_Task item A_:
In the excerpt on the sexuality report, what position does Jason van Niekerk hold at the University of Pretoria?
_Task item B_:
Using the excerpt on the sexuality report, explain why Sylvia Tamale doubts the report will influence policymakers.
_Task item C_:
Transcribe the stretch of the excerpt on the sexuality report from "Museveni, in a" through "of the panel.".

But the fact that this report originates in South Africa – despite the endorsement by Unas – means that it is likely to be ignored by politicians in Uganda, and possibly other policymakers on the continent. Dr Sylvia Tamale, a prominent academic and founder of the Law, Gender and Sexuality Research Project in Uganda, says: “I highly doubt that it will influence policymakers. The fact that it was developed by Assaf is also significant as it’ll give policymakers the usual excuse to dismiss it as a report influenced by whites,” Tamale says.
Museveni, in a letter to his Parliament last year, allegedly wrote: “You cannot call an abnormality an alternative orientation. It could be that the Western societies, on account of random breeding, have generated many abnormal people … The question at the core of the debate on homosexuality is what do we do with an abnormal person? Do we kill him/her? Do we imprison him/her? Or we do contain him/her?”
But the report “finds no reason to believe that prevalence of sexualities outside of the heterosexual is any different in Africa to anywhere else”, says Dr Jason van Niekerk, a postdoctoral fellow in the department of jurisprudence at the University of Pretoria and a member of the panel.
“There’s harm done by the idea that Africa is exempt from [this] prevalence. It allows law makers to treat the problems of people [who are not heterosexual] who are in fact their citizens, constituents and members of their communities as though they are an external threat.”

_Dataset content_:
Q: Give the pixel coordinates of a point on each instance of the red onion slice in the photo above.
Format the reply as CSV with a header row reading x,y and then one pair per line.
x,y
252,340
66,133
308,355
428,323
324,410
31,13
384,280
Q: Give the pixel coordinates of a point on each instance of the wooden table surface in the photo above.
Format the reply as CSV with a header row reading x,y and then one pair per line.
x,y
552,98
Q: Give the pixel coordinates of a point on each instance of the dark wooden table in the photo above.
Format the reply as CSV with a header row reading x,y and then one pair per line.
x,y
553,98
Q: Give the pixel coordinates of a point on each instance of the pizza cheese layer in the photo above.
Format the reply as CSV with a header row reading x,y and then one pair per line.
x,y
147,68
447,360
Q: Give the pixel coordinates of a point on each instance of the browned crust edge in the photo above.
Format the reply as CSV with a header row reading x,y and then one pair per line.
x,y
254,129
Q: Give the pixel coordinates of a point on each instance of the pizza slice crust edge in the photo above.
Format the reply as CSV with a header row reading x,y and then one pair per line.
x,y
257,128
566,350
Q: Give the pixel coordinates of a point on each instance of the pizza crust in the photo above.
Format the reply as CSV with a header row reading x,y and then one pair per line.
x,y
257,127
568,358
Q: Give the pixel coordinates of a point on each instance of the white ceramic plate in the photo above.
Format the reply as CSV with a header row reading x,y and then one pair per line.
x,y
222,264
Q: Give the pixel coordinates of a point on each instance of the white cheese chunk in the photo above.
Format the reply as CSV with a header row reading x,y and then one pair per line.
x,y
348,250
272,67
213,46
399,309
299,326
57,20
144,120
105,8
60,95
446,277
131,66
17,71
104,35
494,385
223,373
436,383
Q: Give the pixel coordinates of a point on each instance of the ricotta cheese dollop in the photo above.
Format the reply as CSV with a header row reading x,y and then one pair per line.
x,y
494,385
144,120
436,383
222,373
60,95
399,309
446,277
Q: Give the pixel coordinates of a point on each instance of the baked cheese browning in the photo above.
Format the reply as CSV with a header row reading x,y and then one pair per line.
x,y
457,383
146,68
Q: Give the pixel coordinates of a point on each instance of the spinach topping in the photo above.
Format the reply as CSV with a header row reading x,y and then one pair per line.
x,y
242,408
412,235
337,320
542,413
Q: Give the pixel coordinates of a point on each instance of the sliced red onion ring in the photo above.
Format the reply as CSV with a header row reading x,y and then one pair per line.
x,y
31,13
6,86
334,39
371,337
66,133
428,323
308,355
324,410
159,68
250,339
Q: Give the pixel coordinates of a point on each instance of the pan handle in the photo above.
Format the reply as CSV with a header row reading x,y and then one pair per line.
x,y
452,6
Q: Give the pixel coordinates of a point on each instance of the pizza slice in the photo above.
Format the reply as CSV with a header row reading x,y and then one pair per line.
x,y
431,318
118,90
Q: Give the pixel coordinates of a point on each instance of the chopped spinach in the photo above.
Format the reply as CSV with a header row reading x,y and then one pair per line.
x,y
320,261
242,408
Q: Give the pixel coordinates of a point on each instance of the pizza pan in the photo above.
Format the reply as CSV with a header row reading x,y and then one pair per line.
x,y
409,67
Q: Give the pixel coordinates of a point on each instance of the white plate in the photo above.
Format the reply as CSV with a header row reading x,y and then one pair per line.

_Task result A_:
He is a postdoctoral fellow in the department of jurisprudence.

_Task result B_:
The report was developed by Assaf in South Africa. Tamale says this will give policymakers the usual excuse to dismiss it as a report influenced by whites.

_Task result C_:
Museveni, in a letter to his Parliament last year, allegedly wrote: “You cannot call an abnormality an alternative orientation. It could be that the Western societies, on account of random breeding, have generated many abnormal people … The question at the core of the debate on homosexuality is what do we do with an abnormal person? Do we kill him/her? Do we imprison him/her? Or we do contain him/her?”
But the report “finds no reason to believe that prevalence of sexualities outside of the heterosexual is any different in Africa to anywhere else”, says Dr Jason van Niekerk, a postdoctoral fellow in the department of jurisprudence at the University of Pretoria and a member of the panel.